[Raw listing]
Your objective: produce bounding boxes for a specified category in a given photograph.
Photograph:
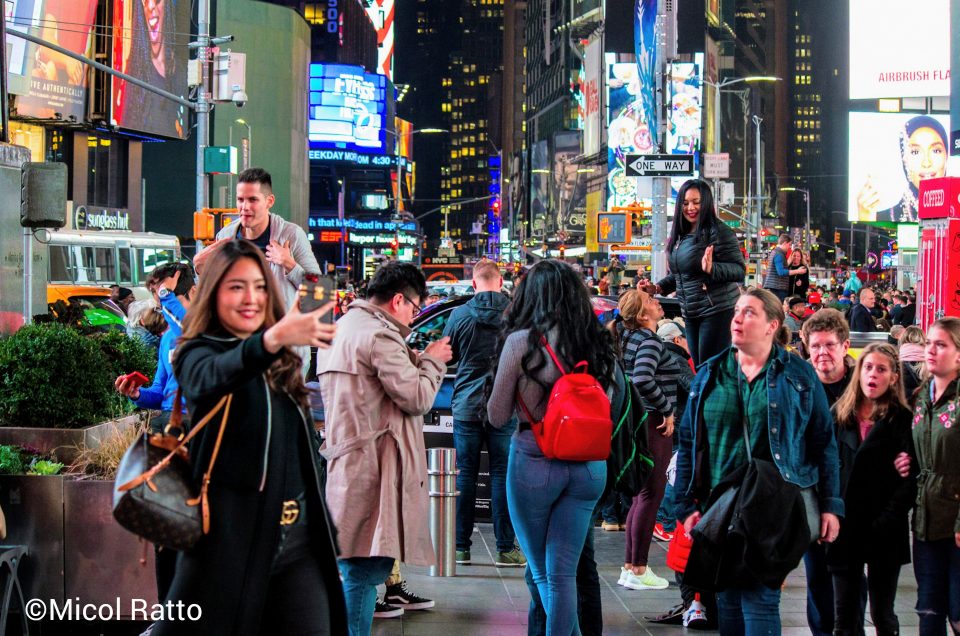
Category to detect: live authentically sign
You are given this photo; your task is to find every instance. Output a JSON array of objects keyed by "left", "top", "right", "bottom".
[{"left": 626, "top": 155, "right": 693, "bottom": 177}]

• [Stated task]:
Write out the listing above word for word, omitting the pictures.

• [Problem solution]:
Your objective: produce bounding boxes for a specified category in a given photograph.
Photograph:
Category to detect: live authentically sign
You are given this photo; your task is to find every instance. Output a JSON array of objects keyed by "left", "top", "right", "bottom".
[{"left": 626, "top": 155, "right": 693, "bottom": 177}]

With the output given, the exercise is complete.